─── Artikel
Sensasi Perjalanan Menuju Air Terjun Tengku Lese

Baca Juga

Salah seorang pengunjung di Air Terjun Tengku Lese (Foto: Evan Lahur)
Salah seorang pengunjung di Air Terjun Tengku Lese (Foto: Evan Lahur)

Floresa.co – Air Terjun Tengku Lese tampak tak setenar objek wisata lain di Manggarai Raya.

Ia memang terletak di daerah yang belum bisa diakses kendaraan umum. Namun, sensasi air terjun ini, sebenarnya tak kalah dengan objek wisata lain, seperti Komodo dan Danau Sano Nggoang di Manggarai Barat, juga Liang Bua di Manggarai dan Rana Mese dan Gua Mari Cingcoleng di Manggarai Timur.

Meski menyimpan banyak ketakjuban, Air Terjun Tengku Lese, masih belum dilirik serius oleh Pemkab Manggarai.

Padahal, sejumlah wisatawan manca negara sudah datang ke tempat ini, yang terletak di dekat Kampung Tebo, Dusun Pasah, Desa Tengku Lese, Kecamatan Rahong Utara.

Evan Lahur, kontributor Floresa.co yang juga anggota KESA (Kelompok Studi Tentang Desa) menulis kisah perjanan ke air terjun ini. Mereka datang ke lokasi ini dengan teman-teman pada akhir Juli lalu.

Sebelum sampai ke Air Terjun Tengku Lese, banyak hal menarik yang mereka jumpai, hal yang memberi sensansi tersendiri.

Berikut laporan Evan:

Secara tak sengaja, kami mengetahui Air Terjun Tengku Lese dari salah satu penyiar Radio FM Lumen 2013 di Ruteng. Namanya, Ka Ocha.

Dalam salah satu perbincangan dengannya, kami bercerita tentang obyek wisata yang masih jarang dikunjungi oleh wisatawan manacanegera maupun lokal di wilayah Manggarai.

Muncullah saat itu nama air terjun ini. Lantas, kami pun langsung menyusun rencana untuk datang ke tempat itu.

Akhirnya, Kami yang tergabung dalam KESA, sebuah kelompok studi mahasiswa Yogyakarta, bersama beberapa teman; Varis Laput, Van Gaguk dan Melki Sedek sepakat mengadakan perjalanan ke Air Terjun Tengku Lese pada Jumat, 31 Juli 2015.

Awal Perjalanan

Waktu menunjukkan pukul 12.15 WITA saat kami mulai berkumpul di Lumen Gratia (LG), sebelah barat Gereja Katedral Ruteng.
──────
Petunjuk Latihan |
a: Tuliskan kembali bagian artikel tentang Air Terjun Tengku Lese mulai dari kata-kata yang memuat "Dalam salah satu" dan berhenti setelah "31 Juli 2015.".
b: Rangkumlah artikel tentang Air Terjun Tengku Lese dalam dua kalimat.
─── Bagian Data
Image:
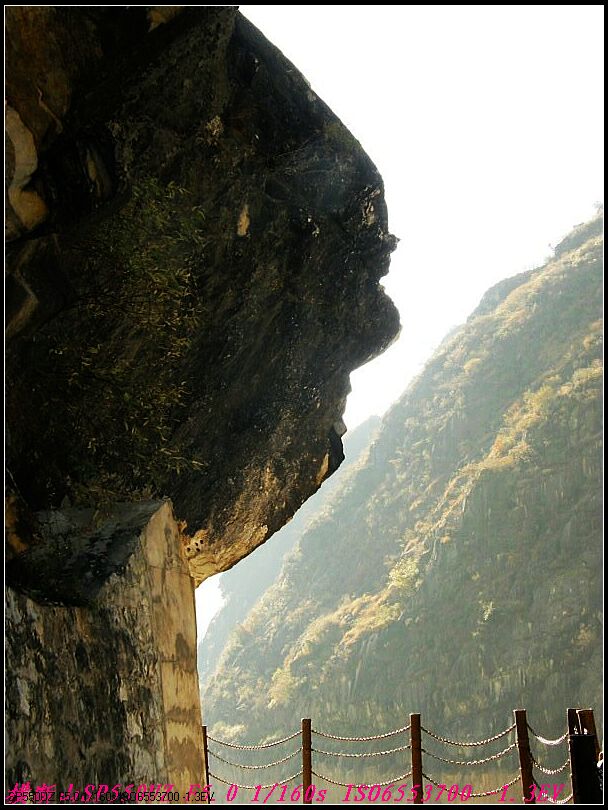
──────
Hasil Tugas |
a:
Dalam salah satu perbincangan dengannya, kami bercerita tentang obyek wisata yang masih jarang dikunjungi oleh wisatawan manacanegera maupun lokal di wilayah Manggarai.

Muncullah saat itu nama air terjun ini. Lantas, kami pun langsung menyusun rencana untuk datang ke tempat itu.

Akhirnya, Kami yang tergabung dalam KESA, sebuah kelompok studi mahasiswa Yogyakarta, bersama beberapa teman; Varis Laput, Van Gaguk dan Melki Sedek sepakat mengadakan perjalanan ke Air Terjun Tengku Lese pada Jumat, 31 Juli 2015.

b: Air Terjun Tengku Lese di Desa Tengku Lese, Kecamatan Rahong Utara, belum setenar objek wisata lain di Manggarai Raya, belum dapat diakses kendaraan umum, dan belum dilirik serius oleh Pemkab Manggarai, padahal sejumlah wisatawan mancanegara sudah datang ke sana. Evan Lahur, kontributor Floresa.co dan anggota KESA, melaporkan perjalanannya bersama teman-teman ke air terjun itu pada 31 Juli 2015 setelah mengetahui tempat tersebut dari Ka Ocha, salah satu penyiar Radio FM Lumen 2013 di Ruteng.